STATED EXERCISE:
Return only this: the line with "# test: point to the chopped" and all the lines that follow it below, through the final one, exactly as they are.
[start RECORDS SHOWN]
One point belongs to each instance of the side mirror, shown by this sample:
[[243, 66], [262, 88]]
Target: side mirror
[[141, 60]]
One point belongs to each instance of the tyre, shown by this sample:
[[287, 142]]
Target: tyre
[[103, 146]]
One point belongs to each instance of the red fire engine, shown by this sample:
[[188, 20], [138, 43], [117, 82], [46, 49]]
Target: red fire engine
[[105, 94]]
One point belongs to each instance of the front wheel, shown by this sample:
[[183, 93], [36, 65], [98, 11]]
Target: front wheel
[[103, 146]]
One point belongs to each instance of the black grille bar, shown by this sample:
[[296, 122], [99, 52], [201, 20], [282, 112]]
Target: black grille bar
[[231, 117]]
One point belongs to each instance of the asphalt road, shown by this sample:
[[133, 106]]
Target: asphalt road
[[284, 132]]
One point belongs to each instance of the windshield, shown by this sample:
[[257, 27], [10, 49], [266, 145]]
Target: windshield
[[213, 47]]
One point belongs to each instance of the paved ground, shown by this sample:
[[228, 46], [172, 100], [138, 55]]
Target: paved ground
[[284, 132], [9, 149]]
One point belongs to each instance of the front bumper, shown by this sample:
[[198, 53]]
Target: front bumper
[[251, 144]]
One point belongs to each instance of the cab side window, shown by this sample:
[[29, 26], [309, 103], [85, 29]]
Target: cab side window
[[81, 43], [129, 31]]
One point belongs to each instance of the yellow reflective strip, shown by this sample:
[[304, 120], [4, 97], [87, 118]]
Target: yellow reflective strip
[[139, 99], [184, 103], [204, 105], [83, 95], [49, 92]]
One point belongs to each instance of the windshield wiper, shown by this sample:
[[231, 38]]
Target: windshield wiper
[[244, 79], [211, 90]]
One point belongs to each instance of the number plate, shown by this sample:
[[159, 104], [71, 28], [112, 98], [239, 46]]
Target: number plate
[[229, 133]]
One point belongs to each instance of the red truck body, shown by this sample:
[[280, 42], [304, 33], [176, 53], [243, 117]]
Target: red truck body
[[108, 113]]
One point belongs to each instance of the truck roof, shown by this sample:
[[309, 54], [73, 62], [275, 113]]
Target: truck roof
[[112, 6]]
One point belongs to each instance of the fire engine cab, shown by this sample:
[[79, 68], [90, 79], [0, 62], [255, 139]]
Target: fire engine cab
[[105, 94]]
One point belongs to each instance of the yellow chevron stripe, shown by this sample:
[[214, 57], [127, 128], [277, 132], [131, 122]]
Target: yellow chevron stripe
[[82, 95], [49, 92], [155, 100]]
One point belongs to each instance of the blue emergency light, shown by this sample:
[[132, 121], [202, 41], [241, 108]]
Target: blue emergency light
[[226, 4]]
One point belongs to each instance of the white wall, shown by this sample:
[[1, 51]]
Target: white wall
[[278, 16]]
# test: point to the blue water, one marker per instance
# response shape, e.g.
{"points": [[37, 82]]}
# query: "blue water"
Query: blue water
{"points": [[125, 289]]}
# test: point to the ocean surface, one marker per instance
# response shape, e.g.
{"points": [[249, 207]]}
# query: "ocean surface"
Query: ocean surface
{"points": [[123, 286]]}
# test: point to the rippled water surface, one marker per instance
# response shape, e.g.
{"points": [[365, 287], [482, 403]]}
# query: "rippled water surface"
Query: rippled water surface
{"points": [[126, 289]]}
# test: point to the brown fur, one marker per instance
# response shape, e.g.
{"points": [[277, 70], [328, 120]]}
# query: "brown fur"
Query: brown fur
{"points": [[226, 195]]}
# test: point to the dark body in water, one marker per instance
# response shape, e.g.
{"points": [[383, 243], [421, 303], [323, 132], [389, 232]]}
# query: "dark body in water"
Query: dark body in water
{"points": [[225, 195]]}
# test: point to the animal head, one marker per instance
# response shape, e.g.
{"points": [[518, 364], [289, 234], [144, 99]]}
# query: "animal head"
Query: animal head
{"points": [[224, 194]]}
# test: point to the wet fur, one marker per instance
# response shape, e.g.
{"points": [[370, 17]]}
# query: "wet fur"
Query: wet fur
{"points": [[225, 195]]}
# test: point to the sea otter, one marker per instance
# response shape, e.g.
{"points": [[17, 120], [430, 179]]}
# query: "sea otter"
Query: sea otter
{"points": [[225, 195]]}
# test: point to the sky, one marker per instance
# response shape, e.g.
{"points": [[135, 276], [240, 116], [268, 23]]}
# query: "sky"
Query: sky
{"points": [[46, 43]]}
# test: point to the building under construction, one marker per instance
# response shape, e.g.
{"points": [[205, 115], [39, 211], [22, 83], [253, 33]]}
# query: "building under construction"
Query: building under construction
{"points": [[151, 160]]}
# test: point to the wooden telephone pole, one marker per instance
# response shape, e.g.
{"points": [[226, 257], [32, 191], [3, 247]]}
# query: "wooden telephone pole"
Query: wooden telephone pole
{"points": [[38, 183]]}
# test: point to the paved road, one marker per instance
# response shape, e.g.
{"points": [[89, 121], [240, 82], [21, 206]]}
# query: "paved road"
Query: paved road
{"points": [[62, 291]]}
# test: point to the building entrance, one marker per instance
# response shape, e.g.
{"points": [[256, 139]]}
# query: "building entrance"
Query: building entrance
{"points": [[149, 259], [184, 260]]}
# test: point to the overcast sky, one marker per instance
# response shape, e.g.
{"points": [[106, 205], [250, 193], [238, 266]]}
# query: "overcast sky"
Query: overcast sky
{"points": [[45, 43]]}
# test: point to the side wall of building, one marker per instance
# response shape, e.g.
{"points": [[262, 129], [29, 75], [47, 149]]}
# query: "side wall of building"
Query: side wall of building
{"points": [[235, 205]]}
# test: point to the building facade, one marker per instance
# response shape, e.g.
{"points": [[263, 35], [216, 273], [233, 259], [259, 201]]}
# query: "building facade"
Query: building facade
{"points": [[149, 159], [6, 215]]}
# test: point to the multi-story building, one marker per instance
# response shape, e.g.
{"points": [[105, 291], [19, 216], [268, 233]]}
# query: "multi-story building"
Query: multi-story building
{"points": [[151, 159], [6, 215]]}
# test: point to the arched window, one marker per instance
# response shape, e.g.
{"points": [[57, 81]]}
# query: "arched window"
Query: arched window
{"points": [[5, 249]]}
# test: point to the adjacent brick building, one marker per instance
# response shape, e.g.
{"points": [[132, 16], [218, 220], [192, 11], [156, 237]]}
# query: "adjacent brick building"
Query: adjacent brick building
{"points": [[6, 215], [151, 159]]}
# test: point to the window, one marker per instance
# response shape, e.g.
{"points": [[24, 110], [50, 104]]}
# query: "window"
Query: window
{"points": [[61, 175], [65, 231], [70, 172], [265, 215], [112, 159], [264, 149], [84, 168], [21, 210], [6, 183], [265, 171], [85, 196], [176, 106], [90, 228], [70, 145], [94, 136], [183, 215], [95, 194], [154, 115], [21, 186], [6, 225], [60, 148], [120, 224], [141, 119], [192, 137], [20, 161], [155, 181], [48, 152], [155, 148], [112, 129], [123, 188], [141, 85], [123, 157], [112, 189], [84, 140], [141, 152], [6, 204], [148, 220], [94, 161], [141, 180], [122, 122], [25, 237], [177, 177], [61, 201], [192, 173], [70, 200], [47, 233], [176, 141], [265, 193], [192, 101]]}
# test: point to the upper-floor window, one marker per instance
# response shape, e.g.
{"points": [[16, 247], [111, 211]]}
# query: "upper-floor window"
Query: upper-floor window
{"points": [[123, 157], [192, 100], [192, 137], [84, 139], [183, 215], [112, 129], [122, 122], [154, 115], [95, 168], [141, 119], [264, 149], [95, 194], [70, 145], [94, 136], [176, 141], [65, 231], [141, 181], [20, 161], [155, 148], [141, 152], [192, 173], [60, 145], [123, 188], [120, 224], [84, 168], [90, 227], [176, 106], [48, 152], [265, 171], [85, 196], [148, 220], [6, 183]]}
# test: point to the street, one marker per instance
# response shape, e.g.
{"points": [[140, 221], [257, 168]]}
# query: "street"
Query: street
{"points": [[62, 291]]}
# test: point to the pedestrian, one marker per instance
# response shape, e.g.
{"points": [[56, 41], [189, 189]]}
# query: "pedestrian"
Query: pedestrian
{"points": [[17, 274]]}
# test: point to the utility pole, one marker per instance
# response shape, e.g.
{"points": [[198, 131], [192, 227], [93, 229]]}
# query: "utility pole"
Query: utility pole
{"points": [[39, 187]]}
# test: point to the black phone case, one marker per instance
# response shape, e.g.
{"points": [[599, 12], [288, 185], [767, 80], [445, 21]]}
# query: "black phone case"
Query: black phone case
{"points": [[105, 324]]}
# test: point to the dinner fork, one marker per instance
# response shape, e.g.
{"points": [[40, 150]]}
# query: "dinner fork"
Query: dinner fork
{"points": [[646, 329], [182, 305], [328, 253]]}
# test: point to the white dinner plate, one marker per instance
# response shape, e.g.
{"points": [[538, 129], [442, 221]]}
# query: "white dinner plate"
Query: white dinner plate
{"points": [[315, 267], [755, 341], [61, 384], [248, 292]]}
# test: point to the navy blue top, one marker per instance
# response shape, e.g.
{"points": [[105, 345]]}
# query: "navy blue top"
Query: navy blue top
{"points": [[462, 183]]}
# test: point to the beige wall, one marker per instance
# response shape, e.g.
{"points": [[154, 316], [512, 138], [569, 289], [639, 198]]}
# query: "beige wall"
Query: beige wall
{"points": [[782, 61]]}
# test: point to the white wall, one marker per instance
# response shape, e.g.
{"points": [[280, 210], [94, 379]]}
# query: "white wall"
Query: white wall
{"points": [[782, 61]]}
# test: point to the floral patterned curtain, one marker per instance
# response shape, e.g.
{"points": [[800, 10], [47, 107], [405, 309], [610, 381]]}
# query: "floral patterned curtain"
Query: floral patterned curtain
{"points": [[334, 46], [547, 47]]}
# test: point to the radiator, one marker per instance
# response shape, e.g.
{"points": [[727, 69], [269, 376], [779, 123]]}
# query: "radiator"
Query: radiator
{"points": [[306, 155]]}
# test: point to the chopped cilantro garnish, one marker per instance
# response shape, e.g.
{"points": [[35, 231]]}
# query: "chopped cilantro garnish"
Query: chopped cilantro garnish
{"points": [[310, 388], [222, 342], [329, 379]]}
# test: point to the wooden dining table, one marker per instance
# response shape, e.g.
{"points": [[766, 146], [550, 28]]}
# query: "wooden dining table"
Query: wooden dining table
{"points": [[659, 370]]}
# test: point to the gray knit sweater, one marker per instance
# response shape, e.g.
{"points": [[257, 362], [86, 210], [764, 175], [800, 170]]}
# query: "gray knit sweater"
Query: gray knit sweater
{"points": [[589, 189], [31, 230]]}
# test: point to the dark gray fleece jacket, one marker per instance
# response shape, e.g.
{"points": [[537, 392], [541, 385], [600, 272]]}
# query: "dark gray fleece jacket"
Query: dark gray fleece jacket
[end RECORDS SHOWN]
SOLUTION TO THIS TASK:
# test: point to the chopped cilantro garnish, one marker per instance
# response shape, e.g.
{"points": [[35, 231]]}
# query: "chopped cilantro garnish"
Query: chopped cilantro garnish
{"points": [[310, 388], [222, 342], [329, 379]]}
# test: point to the wooden dining table, one marker per instance
# response shape, e.g.
{"points": [[766, 146], [550, 28]]}
# query: "wooden dining table"
Query: wooden dining table
{"points": [[659, 370]]}
# test: point to the gray knit sweater, one marker per instance
# response shape, e.g.
{"points": [[257, 362], [86, 210], [764, 175], [800, 170]]}
# query: "gray knit sweater"
Query: gray knit sweater
{"points": [[589, 189], [31, 230]]}
# test: point to the dark gray fleece jacket, one marker per instance
# response shape, e.g.
{"points": [[537, 392], [541, 385], [600, 272]]}
# query: "dark gray fleece jacket"
Query: dark gray fleece jacket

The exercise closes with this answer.